== Segment start ==

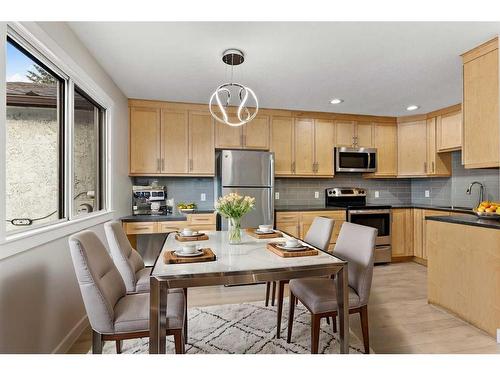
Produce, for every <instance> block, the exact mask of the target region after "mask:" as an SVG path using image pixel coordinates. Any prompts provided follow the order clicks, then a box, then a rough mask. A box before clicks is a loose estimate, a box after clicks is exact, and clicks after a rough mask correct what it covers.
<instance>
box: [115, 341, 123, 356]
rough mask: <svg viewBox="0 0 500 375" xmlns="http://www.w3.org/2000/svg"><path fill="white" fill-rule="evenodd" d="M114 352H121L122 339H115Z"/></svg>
mask: <svg viewBox="0 0 500 375" xmlns="http://www.w3.org/2000/svg"><path fill="white" fill-rule="evenodd" d="M115 343H116V354H122V340H116V341H115Z"/></svg>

== Segment end ==

### Aim of the exercise
Could you print, word for word, the line containing "rough mask: <svg" and every line after it through the end of the records, and nothing else?

### Task solution
rough mask: <svg viewBox="0 0 500 375" xmlns="http://www.w3.org/2000/svg"><path fill="white" fill-rule="evenodd" d="M114 352H121L122 339H115Z"/></svg>
mask: <svg viewBox="0 0 500 375" xmlns="http://www.w3.org/2000/svg"><path fill="white" fill-rule="evenodd" d="M115 343H116V354H122V340H116V341H115Z"/></svg>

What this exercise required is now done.